─── Task data
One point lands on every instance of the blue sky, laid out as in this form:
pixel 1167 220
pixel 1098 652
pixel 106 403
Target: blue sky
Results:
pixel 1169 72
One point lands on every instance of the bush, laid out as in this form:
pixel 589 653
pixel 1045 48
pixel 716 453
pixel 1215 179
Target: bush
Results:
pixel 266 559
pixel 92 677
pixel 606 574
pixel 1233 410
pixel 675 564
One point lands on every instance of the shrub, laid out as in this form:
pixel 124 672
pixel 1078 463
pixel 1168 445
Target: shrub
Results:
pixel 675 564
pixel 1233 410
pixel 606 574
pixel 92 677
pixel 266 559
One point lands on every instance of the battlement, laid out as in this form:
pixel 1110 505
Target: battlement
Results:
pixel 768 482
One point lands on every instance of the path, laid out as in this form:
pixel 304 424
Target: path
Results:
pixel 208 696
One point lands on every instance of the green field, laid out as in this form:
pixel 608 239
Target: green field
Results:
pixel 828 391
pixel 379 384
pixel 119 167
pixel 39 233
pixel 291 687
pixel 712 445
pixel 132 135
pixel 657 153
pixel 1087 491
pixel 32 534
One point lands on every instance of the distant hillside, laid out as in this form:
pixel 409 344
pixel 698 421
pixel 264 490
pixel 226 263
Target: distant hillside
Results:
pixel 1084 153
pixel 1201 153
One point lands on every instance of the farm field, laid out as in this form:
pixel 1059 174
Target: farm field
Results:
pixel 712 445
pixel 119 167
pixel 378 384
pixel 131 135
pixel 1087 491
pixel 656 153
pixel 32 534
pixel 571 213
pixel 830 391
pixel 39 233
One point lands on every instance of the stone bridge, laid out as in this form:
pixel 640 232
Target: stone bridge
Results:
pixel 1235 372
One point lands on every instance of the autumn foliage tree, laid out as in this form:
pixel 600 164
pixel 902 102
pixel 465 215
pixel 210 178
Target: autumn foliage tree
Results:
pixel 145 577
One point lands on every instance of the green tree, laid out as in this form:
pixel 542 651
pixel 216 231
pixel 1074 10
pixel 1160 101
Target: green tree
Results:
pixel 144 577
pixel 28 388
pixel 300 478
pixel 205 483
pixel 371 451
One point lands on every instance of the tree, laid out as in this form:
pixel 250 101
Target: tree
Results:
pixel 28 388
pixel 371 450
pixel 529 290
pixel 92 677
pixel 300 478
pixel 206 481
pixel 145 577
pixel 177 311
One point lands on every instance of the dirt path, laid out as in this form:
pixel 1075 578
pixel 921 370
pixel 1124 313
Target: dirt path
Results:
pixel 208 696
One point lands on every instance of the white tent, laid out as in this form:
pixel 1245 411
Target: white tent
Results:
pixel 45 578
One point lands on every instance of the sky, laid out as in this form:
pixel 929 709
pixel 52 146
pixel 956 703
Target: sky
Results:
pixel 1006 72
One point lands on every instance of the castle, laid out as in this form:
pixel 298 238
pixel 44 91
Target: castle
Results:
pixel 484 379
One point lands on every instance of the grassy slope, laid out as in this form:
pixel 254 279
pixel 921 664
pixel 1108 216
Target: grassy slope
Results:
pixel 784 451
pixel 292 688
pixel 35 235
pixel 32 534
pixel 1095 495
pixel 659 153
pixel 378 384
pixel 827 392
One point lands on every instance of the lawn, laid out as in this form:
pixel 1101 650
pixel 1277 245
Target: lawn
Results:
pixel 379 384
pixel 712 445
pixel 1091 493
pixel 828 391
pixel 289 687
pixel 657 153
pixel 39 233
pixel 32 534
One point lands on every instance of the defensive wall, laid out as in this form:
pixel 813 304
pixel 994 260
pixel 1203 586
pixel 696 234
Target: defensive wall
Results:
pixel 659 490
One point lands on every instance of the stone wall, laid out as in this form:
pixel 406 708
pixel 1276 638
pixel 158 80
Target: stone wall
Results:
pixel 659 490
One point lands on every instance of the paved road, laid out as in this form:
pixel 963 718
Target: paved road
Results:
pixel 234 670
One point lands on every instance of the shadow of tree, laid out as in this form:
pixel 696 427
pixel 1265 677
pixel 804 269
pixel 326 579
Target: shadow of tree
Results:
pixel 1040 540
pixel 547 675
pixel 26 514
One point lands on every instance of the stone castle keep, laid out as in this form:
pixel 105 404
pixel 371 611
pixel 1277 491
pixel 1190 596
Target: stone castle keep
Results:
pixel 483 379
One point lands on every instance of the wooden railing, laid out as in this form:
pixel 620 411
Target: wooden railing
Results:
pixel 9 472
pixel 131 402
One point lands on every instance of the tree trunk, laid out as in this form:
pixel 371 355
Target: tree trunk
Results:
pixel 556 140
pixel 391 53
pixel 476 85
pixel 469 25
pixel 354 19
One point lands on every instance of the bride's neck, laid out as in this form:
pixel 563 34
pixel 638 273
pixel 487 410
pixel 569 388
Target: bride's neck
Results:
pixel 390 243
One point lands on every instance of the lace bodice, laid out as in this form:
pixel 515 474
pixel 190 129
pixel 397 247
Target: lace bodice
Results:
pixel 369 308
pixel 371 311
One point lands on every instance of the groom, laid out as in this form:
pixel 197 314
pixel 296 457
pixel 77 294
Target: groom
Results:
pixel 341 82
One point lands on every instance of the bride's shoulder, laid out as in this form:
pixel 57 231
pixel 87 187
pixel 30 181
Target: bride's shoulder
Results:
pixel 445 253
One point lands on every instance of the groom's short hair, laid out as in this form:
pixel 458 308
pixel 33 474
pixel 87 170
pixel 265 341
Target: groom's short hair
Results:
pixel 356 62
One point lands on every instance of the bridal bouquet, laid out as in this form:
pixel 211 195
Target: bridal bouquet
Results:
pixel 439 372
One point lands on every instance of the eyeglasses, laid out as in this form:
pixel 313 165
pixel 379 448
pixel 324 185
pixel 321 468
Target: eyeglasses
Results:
──────
_Exercise description_
Render the lines of the material above as a numbered list, starting with the line that contains "One point lands on every instance of the lace" and running through the last line of the material, with blank lines left out.

_Solved exercise_
1. One point lands on every instance of the lace bodice, laid out as in this form:
2. pixel 515 474
3. pixel 190 129
4. pixel 397 247
5. Target: lace bodice
6. Results:
7. pixel 369 308
8. pixel 371 311
9. One point lands on every instance of the groom, laid out as in this form:
10. pixel 197 314
11. pixel 296 457
12. pixel 77 294
13. Target: groom
14. Results:
15. pixel 341 82
16. One point lands on every instance of the bride's shoulder, laid out as in this form:
17. pixel 57 231
18. pixel 87 187
19. pixel 30 181
20. Target: bride's shoulder
21. Results:
22. pixel 445 253
23. One point lands on every instance of the groom's short hair, laid out as in this form:
24. pixel 458 308
25. pixel 33 474
26. pixel 87 170
27. pixel 265 341
28. Target: groom's short hair
29. Results:
30. pixel 356 62
31. One point lands on every instance of the bridal bouquet, laid out as in this form:
32. pixel 211 195
33. Target: bridal bouquet
34. Results:
35. pixel 439 372
36. One point lands on every instance of the eyeglasses, laid out as in this form:
37. pixel 313 165
38. pixel 379 448
39. pixel 324 185
40. pixel 321 468
41. Target: eyeglasses
42. Results:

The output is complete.